*Things to do*:
#1 From the sports performance news, copy everything from "Oklahoma has hired" down to "football performance nutrition.".
#2 Turn the paragraph of the sports performance news that begins "Human performance scientist Andy Galpin" into a short bulleted list that keeps its main facts.

-- Text section follows --

Across two games, 29 Division I college football players jumped 24 hours before and 24 and 72 hours after. The rebound jump picked up clear drops in power, RSImod, and jump height at 24 hours post-game, recovering by 72 - and proved more sensitive to acute fatigue than the standard jump, while certain CMJ metrics better tracked how game load shaped recovery. The authors call it a time-efficient tool for spotting post-game fatigue.

Oklahoma has hired Abigail O'Connor as associate AD for performance nutrition, AD Roger Denny announced. O'Connor spent eight years at Michigan, where she oversaw all of the football program's nutrition and was its performance dietitian through three Big Ten titles and the 2023 national championship, eventually rising to director of football performance nutrition.
She's also a certified strength and conditioning coach. She reunites in Norman with new OU football administrator Mark Taurisani, a former Michigan colleague. "The Sooners got better today," Denny wrote. The hire follows lead football trainer Jonathan Gress leaving earlier this month for the Tennessee Titans.
Human performance scientist Andy Galpin makes the case on X that thirst lags well behind actual fluid loss - by the time you feel it, performance has likely already dipped. His numbers: a 2% drop in body weight cuts physical performance about 10%, with skill and reaction time slipping even before that.

-- Text section concluded --
-- Supplied data follows --

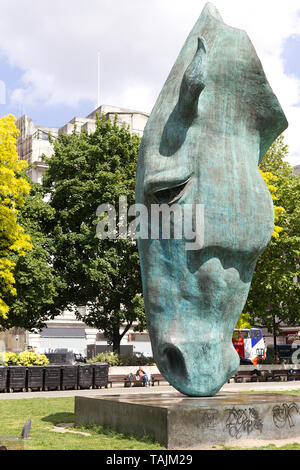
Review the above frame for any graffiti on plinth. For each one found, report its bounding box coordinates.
[199,408,219,429]
[226,408,263,439]
[272,403,299,428]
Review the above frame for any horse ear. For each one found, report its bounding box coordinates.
[178,37,207,119]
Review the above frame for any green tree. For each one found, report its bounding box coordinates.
[43,117,145,352]
[244,136,300,348]
[0,180,61,331]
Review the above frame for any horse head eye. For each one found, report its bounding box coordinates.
[153,181,188,204]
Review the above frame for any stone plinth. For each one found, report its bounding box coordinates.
[75,392,300,449]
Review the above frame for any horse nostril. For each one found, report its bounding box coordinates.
[163,345,188,379]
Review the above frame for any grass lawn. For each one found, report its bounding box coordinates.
[0,390,300,450]
[0,397,164,450]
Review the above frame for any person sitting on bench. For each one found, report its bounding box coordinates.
[135,366,150,387]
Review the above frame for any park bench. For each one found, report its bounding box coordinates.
[287,370,300,380]
[150,374,167,387]
[233,370,266,383]
[267,369,289,380]
[107,374,145,387]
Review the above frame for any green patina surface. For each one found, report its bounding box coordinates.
[136,4,287,396]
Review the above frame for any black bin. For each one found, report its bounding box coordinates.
[0,366,8,392]
[44,365,61,391]
[7,366,27,392]
[61,366,78,390]
[26,366,44,392]
[92,362,109,388]
[77,364,93,390]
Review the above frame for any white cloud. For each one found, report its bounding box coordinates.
[0,0,300,164]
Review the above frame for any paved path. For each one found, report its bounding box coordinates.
[0,380,300,400]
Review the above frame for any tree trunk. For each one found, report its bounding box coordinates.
[273,316,278,361]
[112,328,121,354]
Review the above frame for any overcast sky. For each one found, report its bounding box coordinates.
[0,0,300,165]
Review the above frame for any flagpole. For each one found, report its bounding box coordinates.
[97,51,100,108]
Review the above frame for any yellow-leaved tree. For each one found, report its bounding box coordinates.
[0,114,32,318]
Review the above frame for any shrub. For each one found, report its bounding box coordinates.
[87,352,119,366]
[0,351,49,366]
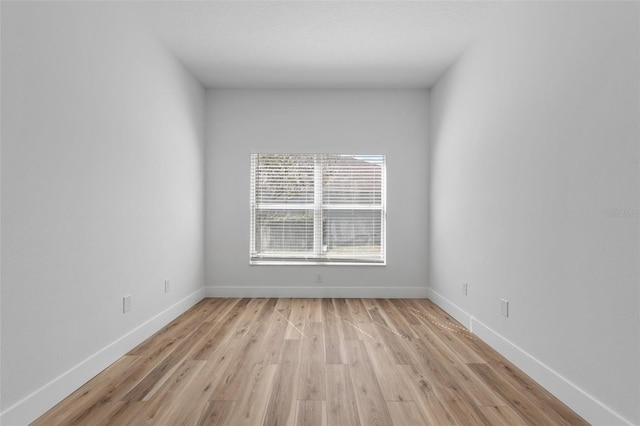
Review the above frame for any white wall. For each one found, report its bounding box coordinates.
[1,2,205,424]
[430,2,640,424]
[206,90,429,297]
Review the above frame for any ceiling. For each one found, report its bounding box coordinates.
[134,0,504,88]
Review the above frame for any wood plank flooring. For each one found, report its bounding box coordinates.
[33,299,587,426]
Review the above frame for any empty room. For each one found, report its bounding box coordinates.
[0,0,640,426]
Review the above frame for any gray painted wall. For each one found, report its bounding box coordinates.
[430,2,640,424]
[206,90,429,297]
[1,2,204,424]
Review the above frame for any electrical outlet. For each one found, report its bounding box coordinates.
[122,295,131,314]
[500,299,509,318]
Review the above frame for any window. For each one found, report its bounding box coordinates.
[250,154,386,265]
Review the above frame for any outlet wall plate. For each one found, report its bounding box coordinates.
[500,299,509,318]
[122,294,131,314]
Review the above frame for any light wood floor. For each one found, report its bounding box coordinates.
[34,299,586,426]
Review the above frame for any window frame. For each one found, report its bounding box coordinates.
[249,152,387,266]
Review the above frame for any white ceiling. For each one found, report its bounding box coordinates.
[135,0,503,88]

-- Supplied data concluded --

*Solutions to each task*:
#1
Oklahoma has hired Abigail O'Connor as associate AD for performance nutrition, AD Roger Denny announced. O'Connor spent eight years at Michigan, where she oversaw all of the football program's nutrition and was its performance dietitian through three Big Ten titles and the 2023 national championship, eventually rising to director of football performance nutrition.

#2
- Andy Galpin, a human performance scientist, argues on X that thirst lags well behind actual fluid loss.
- By the time thirst is felt, performance has likely already dipped.
- A 2% drop in body weight cuts physical performance by about 10%.
- Skill and reaction time slip even before that point.